GIVEN TEXT –
:::
Top positive review
121 people found this helpful
Something from nothing
on 17 February 2012
In this book, Lawrence Krauss addresses the problem of how the complex universe we observe arose out of `nothing'. In the Preface he briefly discusses the different meanings ascribed to this word by scientists, philosophers and theologians. Not surprisingly, there is little progress to be made here. Better to leave the philosophers and theologians to their word games and concentrate on the job of exploring its consequences in nature. That is what is done in this book.
Krauss starts with the standard history of the Big Bang: the evidence that supports it, and the need to introduce `dark matter' to reconcile measurements of galactic dynamics with the observed mass of their constituents. Dark matter is about 30% of the energy of the universe. Its nature is still unknown and is a very active field of research in particle physics. Then came the speculation that quantum fluctuations result indirectly in `empty space' being the source of an even greater energy, the so-called `dark energy', which would be about 70% of the total energy of the universe. The amount of mass/energy in the universe determines its geometry, and experiments in 1998 confirmed a `flat' universe (the meaning of this term is carefully explained) so the existence of dark energy is now inescapable. It implies a resulting force that causes the expansion of the universe to increase, rather than to decrease, as had been assumed. The origin and nature of dark energy is the greatest unsolved puzzle in physics today.
Krauss then considers how quantum fluctuations could have produced the conditions for a flat universe, since even a minute deviation from flatness at the time of the Big Bang would not produce the flat universe we see today. The answer is `inflation', the idea that the universe could have experienced a super-rapid expansion for a very short time after the Big Bang, the only viable explanation of the observed flatness and extreme homogeneity of the universe. He also explains how inflation `freezes' these fluctuations, which later emerge as the minute matter inhomogeneity that has been observed by experiments like WMAP and which later, under the influence of gravity, led to the formation of galaxies, stars and eventually us. Hence the title of the book.
:::
RAW DATA –
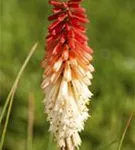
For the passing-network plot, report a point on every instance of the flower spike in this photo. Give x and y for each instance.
(67, 74)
:::
Copy out the entire book review above, word for word.

Top positive review
121 people found this helpful
Something from nothing
on 17 February 2012
In this book, Lawrence Krauss addresses the problem of how the complex universe we observe arose out of `nothing'. In the Preface he briefly discusses the different meanings ascribed to this word by scientists, philosophers and theologians. Not surprisingly, there is little progress to be made here. Better to leave the philosophers and theologians to their word games and concentrate on the job of exploring its consequences in nature. That is what is done in this book.
Krauss starts with the standard history of the Big Bang: the evidence that supports it, and the need to introduce `dark matter' to reconcile measurements of galactic dynamics with the observed mass of their constituents. Dark matter is about 30% of the energy of the universe. Its nature is still unknown and is a very active field of research in particle physics. Then came the speculation that quantum fluctuations result indirectly in `empty space' being the source of an even greater energy, the so-called `dark energy', which would be about 70% of the total energy of the universe. The amount of mass/energy in the universe determines its geometry, and experiments in 1998 confirmed a `flat' universe (the meaning of this term is carefully explained) so the existence of dark energy is now inescapable. It implies a resulting force that causes the expansion of the universe to increase, rather than to decrease, as had been assumed. The origin and nature of dark energy is the greatest unsolved puzzle in physics today.
Krauss then considers how quantum fluctuations could have produced the conditions for a flat universe, since even a minute deviation from flatness at the time of the Big Bang would not produce the flat universe we see today. The answer is `inflation', the idea that the universe could have experienced a super-rapid expansion for a very short time after the Big Bang, the only viable explanation of the observed flatness and extreme homogeneity of the universe. He also explains how inflation `freezes' these fluctuations, which later emerge as the minute matter inhomogeneity that has been observed by experiments like WMAP and which later, under the influence of gravity, led to the formation of galaxies, stars and eventually us. Hence the title of the book.